\section{Bounding $\sum_{n\leq a} n^{-s} - \int_0^a \frac{du}{u^s}$, or approximating $\zeta(s)$}
We want a good explicit estimate on 
$$\sum_{n\leq a} \frac{1}{n^s} - \int_0^{a} \frac{du}{u^s},$$
for $a$ a half-integer. As it turns out, this is the same problem as that of approximating
$\zeta(s)$ by a sum $\sum_{n\leq a} n^{-s}$. This is one of the two\footnote{The other one is the approximate functional equation.} main, standard ways of approximating $\zeta(s)$.

The non-explicit version of the result was first proved in \cite[Lemmas 1 and 2]{zbMATH02601353}. The proof there uses first-order Euler-Maclaurin combined with a decomposition of $\lfloor x\rfloor - x +1/2$ that turns out to be equivalent to Poisson summation.
The exposition in \cite[\S 4.7--4.11]{MR882550} uses first-order Euler-Maclaurin and 
van de Corput's Process B; of course, the main idea of the latter is Poisson summation.

# REQUEST 1:
State whether each of the statements (a) to (c) agrees with the passage on approximating $\zeta(s)$, answering yes or no and quoting the words of the passage that decide it. (a) The estimate is sought for $a$ an integer. (b) The original proof of the non-explicit version uses first-order Euler-Maclaurin. (c) The approximate functional equation is named as the other main, standard way of approximating $\zeta(s)$.
# REQUEST 2:
Write the next few sentences of the passage on approximating $\zeta(s)$, carrying on after its final sentence.

# DATA:
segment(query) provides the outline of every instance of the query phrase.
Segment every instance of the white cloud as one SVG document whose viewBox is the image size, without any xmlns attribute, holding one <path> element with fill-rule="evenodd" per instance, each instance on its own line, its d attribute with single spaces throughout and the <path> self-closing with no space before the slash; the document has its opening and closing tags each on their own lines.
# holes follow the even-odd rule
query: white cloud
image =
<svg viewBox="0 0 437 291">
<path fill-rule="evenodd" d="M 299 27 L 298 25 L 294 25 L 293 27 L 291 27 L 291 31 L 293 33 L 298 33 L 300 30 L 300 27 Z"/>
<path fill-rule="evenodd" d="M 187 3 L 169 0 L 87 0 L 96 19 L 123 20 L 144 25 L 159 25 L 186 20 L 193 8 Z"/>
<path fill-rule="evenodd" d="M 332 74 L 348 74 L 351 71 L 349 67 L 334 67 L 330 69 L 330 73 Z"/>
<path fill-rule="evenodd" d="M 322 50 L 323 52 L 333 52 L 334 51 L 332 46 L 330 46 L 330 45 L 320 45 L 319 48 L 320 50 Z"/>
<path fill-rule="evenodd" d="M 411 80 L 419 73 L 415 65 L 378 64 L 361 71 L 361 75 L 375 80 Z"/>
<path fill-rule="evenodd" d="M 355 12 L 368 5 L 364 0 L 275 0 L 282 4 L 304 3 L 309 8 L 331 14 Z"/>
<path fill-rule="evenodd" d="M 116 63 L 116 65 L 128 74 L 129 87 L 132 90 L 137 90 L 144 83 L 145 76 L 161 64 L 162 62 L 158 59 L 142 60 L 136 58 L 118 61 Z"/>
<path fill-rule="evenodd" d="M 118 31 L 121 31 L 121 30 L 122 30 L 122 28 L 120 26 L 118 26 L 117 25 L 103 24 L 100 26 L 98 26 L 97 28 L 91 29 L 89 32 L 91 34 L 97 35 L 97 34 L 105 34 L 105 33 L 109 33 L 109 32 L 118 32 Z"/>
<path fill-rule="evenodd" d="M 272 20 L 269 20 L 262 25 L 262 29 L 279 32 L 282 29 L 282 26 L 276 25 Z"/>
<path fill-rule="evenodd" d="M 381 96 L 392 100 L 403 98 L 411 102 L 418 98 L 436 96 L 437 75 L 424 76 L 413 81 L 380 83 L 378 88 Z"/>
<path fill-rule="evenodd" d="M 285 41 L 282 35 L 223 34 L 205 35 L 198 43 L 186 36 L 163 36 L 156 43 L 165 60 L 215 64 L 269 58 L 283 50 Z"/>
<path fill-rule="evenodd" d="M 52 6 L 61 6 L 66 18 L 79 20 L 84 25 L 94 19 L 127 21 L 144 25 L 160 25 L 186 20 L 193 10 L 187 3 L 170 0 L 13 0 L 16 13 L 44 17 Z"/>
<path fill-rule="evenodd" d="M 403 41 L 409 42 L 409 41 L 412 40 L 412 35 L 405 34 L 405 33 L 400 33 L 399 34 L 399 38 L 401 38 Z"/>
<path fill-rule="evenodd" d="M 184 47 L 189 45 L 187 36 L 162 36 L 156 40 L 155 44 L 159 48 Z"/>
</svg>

# FINAL RESULT 1:
(a) No: "for $a$ a half-integer."
(b) Yes: "The proof there uses first-order Euler-Maclaurin combined with a decomposition of $\lfloor x\rfloor - x +1/2$ that turns out to be equivalent to Poisson summation."
(c) Yes: "The other one is the approximate functional equation."

# FINAL RESULT 2:
There are already several explicit versions of the result in the literature. In \cite{MR1687658}, \cite{MR3105334} and \cite{MR4114203}, what we have is successively sharper
explicit versions of Hardy and Littlewood's original proof. The proof in \cite[Lemma 2.10]{zbMATH07557592} proceeds simply by a careful estimation of the terms in
high-order Euler-Maclaurin; it does not use Poisson summation in any form. Finally,
\cite{delaReyna} is an explicit version of \cite[\S 4.7--4.11]{MR882550}; it
gives a weaker bound than \cite{MR4114203} or \cite{zbMATH07557592}. The strongest of these results is \cite{MR4114203}.

We will give another version here, in part for purposes of self-containment, in part because we wish to relax conditions -- we will work with $\left|\Im s\right| < 2\pi a$ rather than $\left|\Im s\right| \leq a$ -- and in part to show that one can prove an asymptotically optimal result easily and concisely. We will use first-order Euler-Maclaurin and Poisson summation. We assume that $a$ is a half-integer, as that is natural in itself and for our applications; if one inserts the same assumption into 
\cite[Lemma 2.10]{zbMATH07557592}, one can improve the result there, yielding an error term closer to the one here.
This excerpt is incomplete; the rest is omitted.